» 本文抜粋:

2021年02月23日

同調効果

日本で天気の話から入る理由は、
同調効果を狙うためである。


今日あったかいですね、昨日から冷えますね、
夜はまだ寒いですよね、三寒四温ですなあ、
明日雨らしいですよ、梅が咲いてましたね、
などなどなど。

日本は四季の国で、雨が沢山降る国なので、
時候の挨拶は天気の話が多い。

野球が国民的スポーツだった頃は、
どこが勝ったが時候の挨拶だった時代もあった。
巨人ファンと阪神ファンで話が変わってしまったが。

そもそもこれは何のためにあるのだろう。
同調効果を狙ったためである。


はじめて会う人は、まだ他人で、
敵かも知れない。
そうではなくて、
私はあなたと同じなのですよ、
ほら、今日あったかいと思うことは同じですよ、
というためにするのである。

天気の話でなくても、共通の話題について話すことは、
それを本気で思ってなくても話す意味がある。
同調することで、
他人ではなく味方である、
という気分を共有するためだ。

女子を口説く時も、
レストランで同じものを頼んだり、
同じ仕草を真似することは同調効果があり効果的だ、
などとよく言われる。

他人という警戒を解き、身内の心に入り込むには、
同調効果を狙うと良い。


これはあなたとわたしの関係の時に使えるテクニックだ。

第三者だけで行う、
イマジナリラインの世界の向こう側では使えない。


いや、舞台の漫才なんかは、
ネタの前に世間話から入ることがある。
首相変わりましたね、マスクどうしてます、
などと客に話しかけてイマジナリラインを壊すことがある。
落語などは更に巧妙で、
その世間話がオチの伏線になっていることもある(枕)。

こうしたテクニックは、
わたしとあなたの垣根をなるべく取り払い、
同じなんですよ、
という同調のためにあると思う。

だが三人称形式である映画では、
この手法は使えない。

カメラ目線で話しかけるわけにはいかないし、
既に記録され編集したものが、
時候に合わせて話を変えることもできない。


小説の一人称はどうか。

私はこのように考えている、
という内面の吐露を延々繰り返すことで、
同調を図ることがある。
考えや思いを共有することで、
同調が次第に進むからである。
演劇における独白などもこれに当たるだろう。
三島由紀夫「金閣寺」は、金閣寺を焼いた男の内面に、
ひたすら同調しようとした一人称小説である。
犯罪小説なんかはこれに近いかな。


三人称形式ではこれは使えない。
「私は今このように考えているのだ」
と、ひたすら言う人はいない。
独り言ぶつぶつおじさんになってしまう。

現実世界を映した映画では、
自分のために自分の考えを言うことはなく、
誰か他人に自分の考えを明らかにする文脈でしか、
自分の考えを伝えない。

だから三人称形式では、
一人称形式で使える、独白による同調、
二人称に話しかける、時候や共通点による同調、
このふたつが禁じ手になるわけだ。

(手っ取り早く、ボイスオーバーやナレーターによって、
独白の代わりをすることもなくもない。
しかしそれは拙い手であることは理解していた方が良い。
「私の優しくない先輩」という川島海荷全盛期主演、
はんにゃ金田全盛期主演の、
失敗した映画を見ると良いだろう。

» 取り組む課題:
上記の同調効果に関する文章では、三島由紀夫の「金閣寺」はどのような小説だとされていますか。

» 提示された行:
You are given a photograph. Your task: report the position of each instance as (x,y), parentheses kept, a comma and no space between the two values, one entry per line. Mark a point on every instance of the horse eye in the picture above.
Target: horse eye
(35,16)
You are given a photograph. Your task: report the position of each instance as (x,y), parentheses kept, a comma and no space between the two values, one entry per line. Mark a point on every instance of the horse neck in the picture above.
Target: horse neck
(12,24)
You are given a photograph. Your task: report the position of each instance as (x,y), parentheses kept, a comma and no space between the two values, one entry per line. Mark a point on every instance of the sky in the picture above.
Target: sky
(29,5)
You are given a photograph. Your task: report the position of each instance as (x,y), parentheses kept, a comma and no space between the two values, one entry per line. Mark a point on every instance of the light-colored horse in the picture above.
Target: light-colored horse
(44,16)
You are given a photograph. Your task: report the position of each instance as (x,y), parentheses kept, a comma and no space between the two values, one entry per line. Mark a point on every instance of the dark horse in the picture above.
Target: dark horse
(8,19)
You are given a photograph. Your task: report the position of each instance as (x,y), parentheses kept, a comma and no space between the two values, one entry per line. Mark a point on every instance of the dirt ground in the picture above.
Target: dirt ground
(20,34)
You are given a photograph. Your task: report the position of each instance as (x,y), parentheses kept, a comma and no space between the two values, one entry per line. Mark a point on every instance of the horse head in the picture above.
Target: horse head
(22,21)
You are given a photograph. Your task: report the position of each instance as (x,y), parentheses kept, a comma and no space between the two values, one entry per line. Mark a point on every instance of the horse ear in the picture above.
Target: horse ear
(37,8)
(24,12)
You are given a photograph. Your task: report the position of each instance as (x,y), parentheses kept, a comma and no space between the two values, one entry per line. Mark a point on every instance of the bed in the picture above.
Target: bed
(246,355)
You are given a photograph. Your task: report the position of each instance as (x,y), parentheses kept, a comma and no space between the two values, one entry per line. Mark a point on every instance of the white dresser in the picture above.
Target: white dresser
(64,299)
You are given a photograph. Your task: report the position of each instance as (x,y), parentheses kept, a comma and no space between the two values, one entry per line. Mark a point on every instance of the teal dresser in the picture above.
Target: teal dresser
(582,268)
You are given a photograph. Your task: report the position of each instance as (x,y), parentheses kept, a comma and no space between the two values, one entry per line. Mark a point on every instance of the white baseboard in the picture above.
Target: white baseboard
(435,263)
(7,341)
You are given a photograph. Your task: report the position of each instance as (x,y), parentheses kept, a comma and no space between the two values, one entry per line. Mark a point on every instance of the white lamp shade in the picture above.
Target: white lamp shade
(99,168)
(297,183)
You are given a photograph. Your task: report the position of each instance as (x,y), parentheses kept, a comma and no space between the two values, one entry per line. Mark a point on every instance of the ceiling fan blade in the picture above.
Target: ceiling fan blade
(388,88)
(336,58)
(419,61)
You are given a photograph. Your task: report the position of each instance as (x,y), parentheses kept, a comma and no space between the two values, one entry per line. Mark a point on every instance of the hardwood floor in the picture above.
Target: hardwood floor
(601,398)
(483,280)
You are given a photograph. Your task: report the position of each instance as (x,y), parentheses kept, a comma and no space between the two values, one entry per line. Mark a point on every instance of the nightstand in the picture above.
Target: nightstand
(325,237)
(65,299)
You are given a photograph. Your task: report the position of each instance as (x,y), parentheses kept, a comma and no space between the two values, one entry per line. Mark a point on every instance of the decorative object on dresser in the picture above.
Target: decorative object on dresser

» 解答全文:
金閣寺を焼いた男の内面に、ひたすら同調しようとした一人称小説です。